* [Excerpted records]

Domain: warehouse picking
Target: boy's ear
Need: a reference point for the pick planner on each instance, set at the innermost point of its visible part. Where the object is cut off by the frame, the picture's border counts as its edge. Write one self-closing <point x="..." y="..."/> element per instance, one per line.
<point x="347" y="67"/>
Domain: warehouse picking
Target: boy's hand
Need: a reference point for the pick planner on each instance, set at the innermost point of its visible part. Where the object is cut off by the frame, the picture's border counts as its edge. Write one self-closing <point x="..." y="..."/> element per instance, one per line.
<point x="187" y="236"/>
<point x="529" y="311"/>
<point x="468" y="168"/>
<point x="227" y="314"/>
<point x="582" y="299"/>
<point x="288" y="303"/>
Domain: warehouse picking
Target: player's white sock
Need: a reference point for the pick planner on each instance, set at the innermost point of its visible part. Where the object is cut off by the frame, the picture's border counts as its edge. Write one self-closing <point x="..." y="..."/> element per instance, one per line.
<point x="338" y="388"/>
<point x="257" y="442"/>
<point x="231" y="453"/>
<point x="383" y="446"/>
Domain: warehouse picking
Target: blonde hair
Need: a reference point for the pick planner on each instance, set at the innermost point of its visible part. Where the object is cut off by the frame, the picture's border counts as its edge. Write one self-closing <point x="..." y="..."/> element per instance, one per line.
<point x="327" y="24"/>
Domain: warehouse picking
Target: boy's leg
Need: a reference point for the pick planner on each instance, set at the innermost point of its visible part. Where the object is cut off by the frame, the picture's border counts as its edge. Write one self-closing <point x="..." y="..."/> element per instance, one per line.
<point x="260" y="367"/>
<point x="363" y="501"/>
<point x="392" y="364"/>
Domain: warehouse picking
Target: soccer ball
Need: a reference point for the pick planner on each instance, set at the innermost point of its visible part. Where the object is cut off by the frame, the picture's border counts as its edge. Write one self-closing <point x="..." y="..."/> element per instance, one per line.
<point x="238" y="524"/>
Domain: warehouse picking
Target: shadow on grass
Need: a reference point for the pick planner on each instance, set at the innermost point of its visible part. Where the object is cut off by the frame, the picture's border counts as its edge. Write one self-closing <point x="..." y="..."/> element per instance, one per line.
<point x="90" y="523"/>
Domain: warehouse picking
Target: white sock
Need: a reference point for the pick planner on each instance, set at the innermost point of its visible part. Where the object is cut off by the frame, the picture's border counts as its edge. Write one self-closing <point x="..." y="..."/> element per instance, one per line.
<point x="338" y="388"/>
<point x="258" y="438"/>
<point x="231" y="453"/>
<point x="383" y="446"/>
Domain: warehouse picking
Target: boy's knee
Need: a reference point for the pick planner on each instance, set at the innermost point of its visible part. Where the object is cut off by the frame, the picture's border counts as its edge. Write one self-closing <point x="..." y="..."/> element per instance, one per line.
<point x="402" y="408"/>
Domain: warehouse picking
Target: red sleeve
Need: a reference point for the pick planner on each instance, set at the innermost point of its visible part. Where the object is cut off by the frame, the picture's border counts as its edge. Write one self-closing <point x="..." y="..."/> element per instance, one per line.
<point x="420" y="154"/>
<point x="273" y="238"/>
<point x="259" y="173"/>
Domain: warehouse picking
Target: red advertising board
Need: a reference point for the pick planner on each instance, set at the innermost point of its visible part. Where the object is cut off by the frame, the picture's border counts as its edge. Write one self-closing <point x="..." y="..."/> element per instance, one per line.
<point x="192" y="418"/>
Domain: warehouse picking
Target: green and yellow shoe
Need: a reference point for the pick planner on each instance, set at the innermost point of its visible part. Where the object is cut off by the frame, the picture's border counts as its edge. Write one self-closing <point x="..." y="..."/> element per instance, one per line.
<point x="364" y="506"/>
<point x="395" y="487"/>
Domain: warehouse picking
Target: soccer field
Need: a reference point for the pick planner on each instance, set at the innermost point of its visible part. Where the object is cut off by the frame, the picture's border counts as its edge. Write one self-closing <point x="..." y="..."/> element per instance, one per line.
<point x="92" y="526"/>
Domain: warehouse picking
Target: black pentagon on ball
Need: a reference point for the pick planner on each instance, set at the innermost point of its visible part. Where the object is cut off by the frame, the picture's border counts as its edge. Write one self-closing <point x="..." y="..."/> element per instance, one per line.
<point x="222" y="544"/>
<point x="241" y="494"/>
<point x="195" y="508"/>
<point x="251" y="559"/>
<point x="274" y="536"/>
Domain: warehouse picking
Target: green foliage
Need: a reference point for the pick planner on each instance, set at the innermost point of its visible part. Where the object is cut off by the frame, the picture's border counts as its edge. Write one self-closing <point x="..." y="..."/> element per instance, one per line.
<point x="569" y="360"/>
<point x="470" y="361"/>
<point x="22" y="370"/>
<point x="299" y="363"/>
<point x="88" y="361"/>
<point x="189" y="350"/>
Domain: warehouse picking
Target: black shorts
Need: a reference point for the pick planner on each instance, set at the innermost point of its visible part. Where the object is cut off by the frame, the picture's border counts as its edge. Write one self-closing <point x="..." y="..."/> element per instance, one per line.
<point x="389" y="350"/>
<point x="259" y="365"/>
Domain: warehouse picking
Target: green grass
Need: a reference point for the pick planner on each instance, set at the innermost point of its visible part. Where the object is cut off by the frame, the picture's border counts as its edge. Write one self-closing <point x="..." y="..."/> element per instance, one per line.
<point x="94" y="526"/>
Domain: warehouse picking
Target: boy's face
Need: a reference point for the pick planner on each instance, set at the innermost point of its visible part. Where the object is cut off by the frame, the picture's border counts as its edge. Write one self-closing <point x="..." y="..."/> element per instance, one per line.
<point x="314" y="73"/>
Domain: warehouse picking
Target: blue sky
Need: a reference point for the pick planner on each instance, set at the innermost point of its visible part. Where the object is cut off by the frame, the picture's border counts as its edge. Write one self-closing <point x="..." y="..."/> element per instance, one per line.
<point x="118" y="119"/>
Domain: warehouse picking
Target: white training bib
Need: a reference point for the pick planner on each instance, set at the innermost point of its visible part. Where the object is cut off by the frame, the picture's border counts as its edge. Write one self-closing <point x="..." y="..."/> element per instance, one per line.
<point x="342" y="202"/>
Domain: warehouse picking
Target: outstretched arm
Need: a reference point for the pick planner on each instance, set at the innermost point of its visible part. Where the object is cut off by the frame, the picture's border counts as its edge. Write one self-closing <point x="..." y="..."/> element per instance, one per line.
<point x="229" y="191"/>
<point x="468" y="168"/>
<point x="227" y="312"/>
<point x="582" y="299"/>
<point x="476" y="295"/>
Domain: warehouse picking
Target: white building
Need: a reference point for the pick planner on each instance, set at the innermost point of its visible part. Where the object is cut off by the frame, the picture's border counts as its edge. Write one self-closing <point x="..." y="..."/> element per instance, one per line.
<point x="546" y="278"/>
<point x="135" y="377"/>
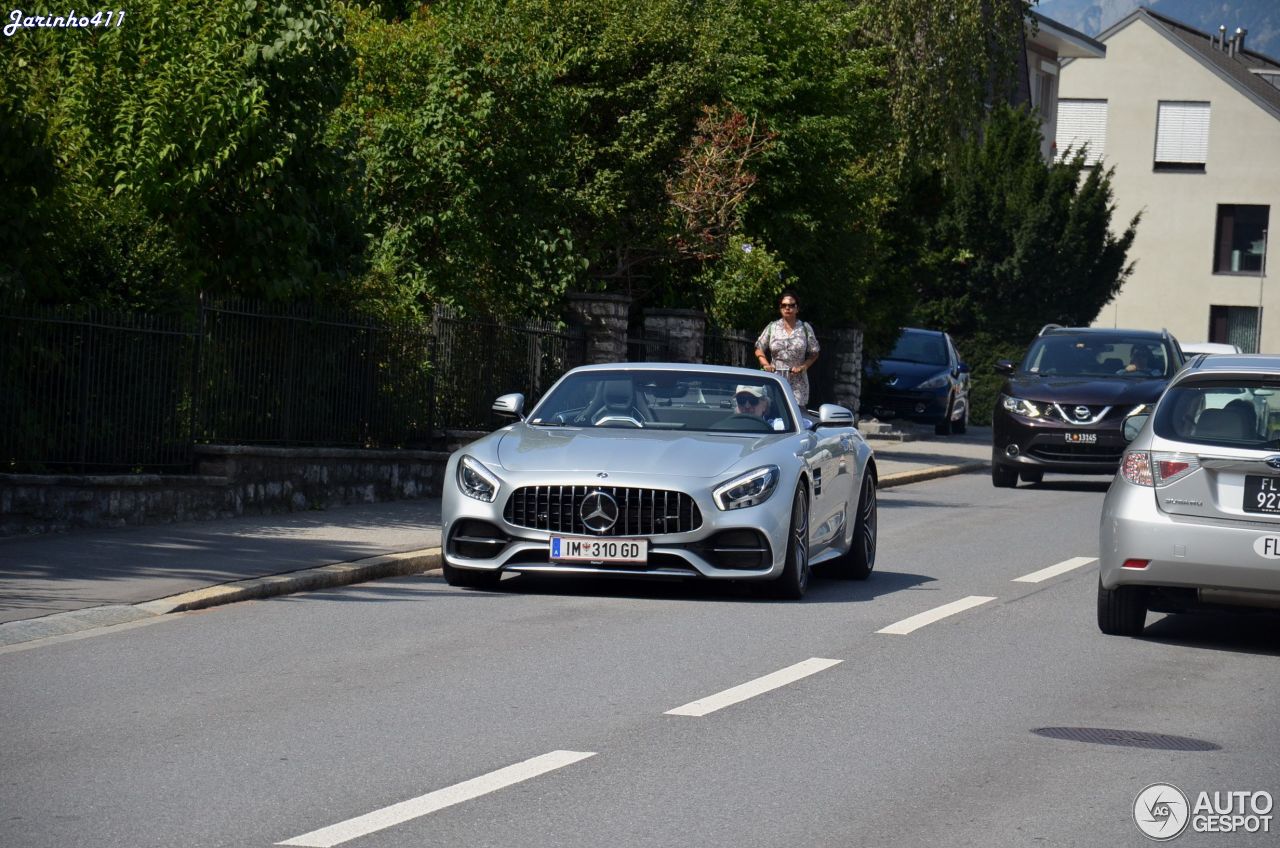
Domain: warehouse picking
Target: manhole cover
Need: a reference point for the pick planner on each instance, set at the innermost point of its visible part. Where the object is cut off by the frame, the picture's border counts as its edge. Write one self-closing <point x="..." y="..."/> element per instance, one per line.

* [Aim] Identify every line in the listing above that contains the word "black", and copy each of those lines in full.

* [Output of the task]
Target: black pentagon on ball
Target: black shorts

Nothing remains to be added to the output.